Instruction — Extract every line of the material below word for word, with nothing omitted or altered.

Excerpts of pointing data
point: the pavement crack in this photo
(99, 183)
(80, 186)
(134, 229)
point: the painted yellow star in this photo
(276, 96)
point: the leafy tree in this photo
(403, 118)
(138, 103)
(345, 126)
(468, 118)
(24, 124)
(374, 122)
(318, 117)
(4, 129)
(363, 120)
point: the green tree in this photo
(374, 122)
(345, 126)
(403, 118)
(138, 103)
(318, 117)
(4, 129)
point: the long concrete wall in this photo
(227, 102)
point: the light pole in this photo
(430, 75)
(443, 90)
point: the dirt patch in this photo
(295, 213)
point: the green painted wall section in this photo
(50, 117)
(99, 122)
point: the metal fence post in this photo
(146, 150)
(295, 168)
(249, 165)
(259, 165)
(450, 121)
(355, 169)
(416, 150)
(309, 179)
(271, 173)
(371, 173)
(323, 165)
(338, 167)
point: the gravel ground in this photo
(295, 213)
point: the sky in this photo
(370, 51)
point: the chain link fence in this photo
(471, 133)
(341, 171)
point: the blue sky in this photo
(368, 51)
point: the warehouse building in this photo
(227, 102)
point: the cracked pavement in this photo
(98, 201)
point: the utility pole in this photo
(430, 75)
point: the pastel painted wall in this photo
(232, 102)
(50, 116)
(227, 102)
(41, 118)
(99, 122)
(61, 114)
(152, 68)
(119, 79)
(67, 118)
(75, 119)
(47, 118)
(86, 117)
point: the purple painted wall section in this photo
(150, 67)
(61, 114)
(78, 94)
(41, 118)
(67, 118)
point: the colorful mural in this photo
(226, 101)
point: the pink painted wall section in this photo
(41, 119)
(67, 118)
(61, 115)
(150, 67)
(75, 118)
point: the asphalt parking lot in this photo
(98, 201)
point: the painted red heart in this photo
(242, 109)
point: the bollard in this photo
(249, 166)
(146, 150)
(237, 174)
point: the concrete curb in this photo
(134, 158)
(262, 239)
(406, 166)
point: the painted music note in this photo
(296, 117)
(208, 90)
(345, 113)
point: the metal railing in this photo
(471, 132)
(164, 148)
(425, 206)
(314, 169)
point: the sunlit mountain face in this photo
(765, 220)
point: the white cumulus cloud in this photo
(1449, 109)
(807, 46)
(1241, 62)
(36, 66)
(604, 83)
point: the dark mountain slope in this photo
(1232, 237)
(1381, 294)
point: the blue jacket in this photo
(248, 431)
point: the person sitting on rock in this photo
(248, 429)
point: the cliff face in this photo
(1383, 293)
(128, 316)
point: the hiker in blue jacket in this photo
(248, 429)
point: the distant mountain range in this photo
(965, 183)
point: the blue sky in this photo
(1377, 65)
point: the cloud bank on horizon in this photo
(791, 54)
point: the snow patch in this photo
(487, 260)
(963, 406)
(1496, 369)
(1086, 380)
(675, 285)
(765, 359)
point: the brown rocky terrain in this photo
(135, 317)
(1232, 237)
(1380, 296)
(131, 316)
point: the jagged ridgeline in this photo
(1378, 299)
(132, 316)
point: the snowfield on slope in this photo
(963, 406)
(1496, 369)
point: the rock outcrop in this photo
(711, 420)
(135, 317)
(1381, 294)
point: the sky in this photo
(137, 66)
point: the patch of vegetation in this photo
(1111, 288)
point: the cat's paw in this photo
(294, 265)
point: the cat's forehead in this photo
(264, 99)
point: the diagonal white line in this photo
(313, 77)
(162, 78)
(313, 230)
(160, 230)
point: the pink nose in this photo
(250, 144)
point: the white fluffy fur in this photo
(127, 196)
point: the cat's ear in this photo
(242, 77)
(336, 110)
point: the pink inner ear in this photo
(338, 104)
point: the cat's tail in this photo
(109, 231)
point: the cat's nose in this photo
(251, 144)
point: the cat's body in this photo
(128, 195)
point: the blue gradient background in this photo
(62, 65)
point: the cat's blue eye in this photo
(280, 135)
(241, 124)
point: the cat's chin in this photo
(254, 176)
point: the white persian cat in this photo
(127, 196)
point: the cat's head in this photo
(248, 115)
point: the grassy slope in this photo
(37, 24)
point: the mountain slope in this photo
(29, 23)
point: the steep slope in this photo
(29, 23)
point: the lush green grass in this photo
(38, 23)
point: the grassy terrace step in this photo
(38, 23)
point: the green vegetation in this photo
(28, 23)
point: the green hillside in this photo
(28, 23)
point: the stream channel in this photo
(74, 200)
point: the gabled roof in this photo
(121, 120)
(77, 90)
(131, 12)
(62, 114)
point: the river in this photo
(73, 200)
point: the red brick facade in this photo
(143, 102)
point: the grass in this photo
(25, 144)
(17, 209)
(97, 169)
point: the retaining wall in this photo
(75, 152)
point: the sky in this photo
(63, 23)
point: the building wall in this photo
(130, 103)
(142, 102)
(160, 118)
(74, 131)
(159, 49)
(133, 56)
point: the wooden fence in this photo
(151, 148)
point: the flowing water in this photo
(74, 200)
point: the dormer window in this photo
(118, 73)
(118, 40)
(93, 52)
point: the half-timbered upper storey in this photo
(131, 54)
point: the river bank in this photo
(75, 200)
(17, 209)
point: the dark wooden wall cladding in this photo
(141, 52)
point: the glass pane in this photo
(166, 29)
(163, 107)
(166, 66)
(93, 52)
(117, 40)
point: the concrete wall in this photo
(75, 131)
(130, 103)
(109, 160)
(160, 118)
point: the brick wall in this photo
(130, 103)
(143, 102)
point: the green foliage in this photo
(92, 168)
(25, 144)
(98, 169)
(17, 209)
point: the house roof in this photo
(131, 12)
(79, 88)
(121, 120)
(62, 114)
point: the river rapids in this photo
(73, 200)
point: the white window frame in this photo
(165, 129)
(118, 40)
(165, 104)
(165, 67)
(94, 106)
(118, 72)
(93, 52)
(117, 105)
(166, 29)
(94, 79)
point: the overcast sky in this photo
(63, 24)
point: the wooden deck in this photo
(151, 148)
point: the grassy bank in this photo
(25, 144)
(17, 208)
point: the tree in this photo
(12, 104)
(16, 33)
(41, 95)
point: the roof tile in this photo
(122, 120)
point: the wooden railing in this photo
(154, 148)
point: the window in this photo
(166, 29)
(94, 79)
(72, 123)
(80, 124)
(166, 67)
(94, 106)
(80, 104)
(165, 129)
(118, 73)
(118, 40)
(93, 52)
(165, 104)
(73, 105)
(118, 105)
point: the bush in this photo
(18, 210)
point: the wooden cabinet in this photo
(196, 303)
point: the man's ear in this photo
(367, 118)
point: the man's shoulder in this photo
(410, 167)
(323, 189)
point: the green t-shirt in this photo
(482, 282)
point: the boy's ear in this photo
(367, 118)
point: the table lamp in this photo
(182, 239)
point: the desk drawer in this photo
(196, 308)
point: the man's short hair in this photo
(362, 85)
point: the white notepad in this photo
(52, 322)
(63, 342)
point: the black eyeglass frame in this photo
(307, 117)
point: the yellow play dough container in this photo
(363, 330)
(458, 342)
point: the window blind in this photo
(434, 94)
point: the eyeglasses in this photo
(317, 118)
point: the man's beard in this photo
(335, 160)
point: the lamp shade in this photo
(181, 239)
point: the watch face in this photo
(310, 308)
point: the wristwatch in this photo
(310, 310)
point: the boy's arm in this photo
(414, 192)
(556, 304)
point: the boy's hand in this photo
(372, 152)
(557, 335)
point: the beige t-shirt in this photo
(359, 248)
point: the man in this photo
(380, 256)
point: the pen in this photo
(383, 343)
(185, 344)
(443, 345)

Answer below —
point: the pavement crack in this photo
(99, 183)
(80, 186)
(134, 229)
point: the painted yellow star in this photo
(276, 96)
point: the leafy tree in this photo
(403, 118)
(138, 103)
(345, 126)
(468, 118)
(24, 124)
(374, 122)
(318, 117)
(4, 129)
(363, 120)
point: the green tree in this photo
(374, 122)
(345, 126)
(403, 118)
(138, 103)
(318, 117)
(4, 129)
point: the long concrete wall in this photo
(227, 102)
point: the light pole in this photo
(430, 75)
(443, 90)
point: the dirt patch in this photo
(295, 213)
point: the green painted wall section in this photo
(50, 117)
(99, 122)
point: the metal fence post in this photo
(146, 150)
(295, 168)
(249, 165)
(259, 165)
(450, 121)
(355, 169)
(416, 150)
(309, 179)
(271, 173)
(371, 173)
(323, 165)
(338, 167)
point: the gravel ground in this photo
(295, 213)
point: the sky in this photo
(370, 51)
point: the chain link fence in this photo
(471, 133)
(341, 171)
point: the blue sky in this photo
(368, 51)
point: the warehouse building in this photo
(227, 102)
point: the cracked pavement in this photo
(98, 201)
point: the utility pole in this photo
(430, 75)
point: the pastel painted wall in this photo
(232, 102)
(50, 116)
(227, 102)
(41, 118)
(99, 122)
(61, 114)
(152, 68)
(119, 79)
(67, 118)
(75, 119)
(47, 118)
(86, 117)
point: the purple painted wall section in this photo
(150, 67)
(61, 114)
(78, 94)
(41, 118)
(67, 118)
point: the colorful mural in this photo
(226, 101)
point: the pink painted wall section in this photo
(41, 119)
(67, 118)
(61, 115)
(150, 67)
(75, 118)
point: the asphalt parking lot in this photo
(98, 201)
point: the painted red heart in this photo
(242, 109)
point: the bollard in this photo
(249, 166)
(146, 150)
(237, 174)
point: the concrete curb in this photo
(134, 158)
(262, 239)
(406, 166)
point: the painted music note in this photo
(296, 117)
(208, 90)
(345, 113)
point: the metal railing in this photo
(471, 132)
(164, 148)
(425, 206)
(314, 169)
point: the sunlit mountain face in this photo
(765, 220)
point: the white cumulus cloud in this photo
(1449, 109)
(807, 46)
(1241, 62)
(36, 66)
(604, 83)
point: the dark mountain slope in this photo
(1232, 237)
(1381, 294)
point: the blue jacket in this photo
(248, 431)
point: the person sitting on rock in this photo
(248, 429)
point: the cliff face in this photo
(1383, 293)
(128, 316)
point: the hiker in blue jacket in this photo
(248, 429)
point: the distant mountain range in this photo
(965, 183)
point: the blue sky in this photo
(1377, 65)
point: the cloud bank on horizon in this photo
(791, 54)
point: the snow patch in this photo
(487, 260)
(963, 406)
(1496, 369)
(1086, 380)
(675, 285)
(765, 359)
point: the brown rocky terrain in this photo
(135, 317)
(1232, 237)
(1380, 296)
(131, 316)
point: the jagged ridgeline in this photo
(1378, 299)
(132, 316)
point: the snowfield on slope in this photo
(963, 406)
(1496, 369)
point: the rock outcrop in this photo
(711, 420)
(135, 317)
(1381, 294)
point: the sky in this photo
(137, 66)
point: the patch of vegetation in this photo
(1111, 288)
point: the cat's paw in this photo
(294, 265)
point: the cat's forehead in this photo
(264, 99)
point: the diagonal white line in this photo
(313, 77)
(162, 78)
(313, 230)
(160, 230)
point: the pink nose in this photo
(250, 144)
point: the white fluffy fur in this photo
(127, 196)
point: the cat's ear in this photo
(242, 77)
(336, 110)
point: the pink inner ear in this photo
(338, 104)
point: the cat's tail in this photo
(109, 231)
point: the cat's nose in this photo
(251, 144)
point: the cat's body in this photo
(128, 195)
point: the blue gradient background in this photo
(62, 65)
point: the cat's blue eye in this photo
(280, 135)
(241, 124)
point: the cat's chin in this photo
(254, 176)
point: the white persian cat in this photo
(127, 196)
point: the cat's head in this photo
(248, 115)
point: the grassy slope in this photo
(37, 24)
point: the mountain slope in this photo
(29, 23)
point: the steep slope in this photo
(29, 23)
point: the lush green grass in this photo
(38, 23)
point: the grassy terrace step in this photo
(38, 23)
point: the green vegetation in this photo
(28, 23)
point: the green hillside in this photo
(28, 23)
point: the stream channel in this photo
(74, 200)
point: the gabled roof in this photo
(121, 120)
(77, 90)
(131, 12)
(62, 114)
point: the river in this photo
(73, 200)
point: the red brick facade in this photo
(143, 102)
point: the grass in this photo
(25, 144)
(17, 209)
(97, 169)
point: the retaining wall in this photo
(75, 152)
point: the sky in this photo
(63, 23)
point: the building wall in this photo
(130, 103)
(142, 102)
(160, 118)
(74, 131)
(159, 49)
(133, 56)
point: the wooden fence in this photo
(151, 148)
point: the flowing water in this photo
(74, 200)
point: the dormer window in this photo
(118, 73)
(118, 40)
(93, 52)
point: the half-timbered upper storey in this photo
(131, 54)
point: the river bank in this photo
(75, 200)
(17, 209)
point: the dark wooden wall cladding in this photo
(141, 52)
point: the glass pane in this photo
(166, 29)
(163, 107)
(166, 66)
(93, 52)
(117, 40)
point: the concrete wall in this photo
(75, 131)
(130, 103)
(109, 160)
(160, 118)
point: the brick wall in this photo
(130, 103)
(143, 102)
point: the green foliage in this photo
(92, 168)
(25, 144)
(98, 169)
(17, 209)
point: the house roof in this photo
(131, 12)
(79, 88)
(121, 120)
(62, 114)
point: the river rapids in this photo
(73, 200)
point: the white window frame in this photo
(165, 129)
(118, 40)
(165, 104)
(165, 67)
(94, 106)
(118, 72)
(93, 52)
(117, 105)
(166, 29)
(94, 79)
point: the overcast sky in this photo
(63, 24)
point: the wooden deck in this photo
(151, 148)
point: the grassy bank in this photo
(25, 144)
(17, 208)
point: the tree in this photo
(12, 104)
(16, 33)
(41, 95)
point: the roof tile in this photo
(122, 120)
point: the wooden railing in this photo
(154, 148)
point: the window in this photo
(166, 29)
(94, 79)
(72, 123)
(80, 124)
(166, 67)
(94, 106)
(80, 104)
(165, 129)
(118, 73)
(118, 40)
(93, 52)
(165, 104)
(73, 105)
(118, 105)
point: the bush in this photo
(18, 210)
point: the wooden cabinet in this photo
(196, 303)
point: the man's ear in this photo
(367, 118)
point: the man's shoulder in this photo
(410, 167)
(323, 189)
point: the green t-shirt in this photo
(482, 282)
point: the boy's ear in this photo
(367, 118)
point: the table lamp in this photo
(182, 239)
point: the desk drawer in this photo
(196, 308)
point: the man's short hair in this photo
(362, 85)
point: the white notepad in this photo
(52, 322)
(63, 342)
point: the black eyeglass frame in this photo
(307, 117)
point: the yellow play dough container in this photo
(363, 330)
(458, 342)
point: the window blind in this photo
(434, 94)
point: the eyeglasses in this photo
(317, 118)
point: the man's beard in this photo
(335, 160)
point: the lamp shade in this photo
(181, 239)
point: the watch face in this photo
(310, 308)
point: the wristwatch in this photo
(310, 310)
point: the boy's arm in this photo
(414, 192)
(556, 304)
point: the boy's hand in this photo
(372, 152)
(557, 335)
point: the beige t-shirt in this photo
(359, 248)
point: the man in this photo
(380, 256)
point: the pen in this photo
(383, 343)
(185, 344)
(443, 345)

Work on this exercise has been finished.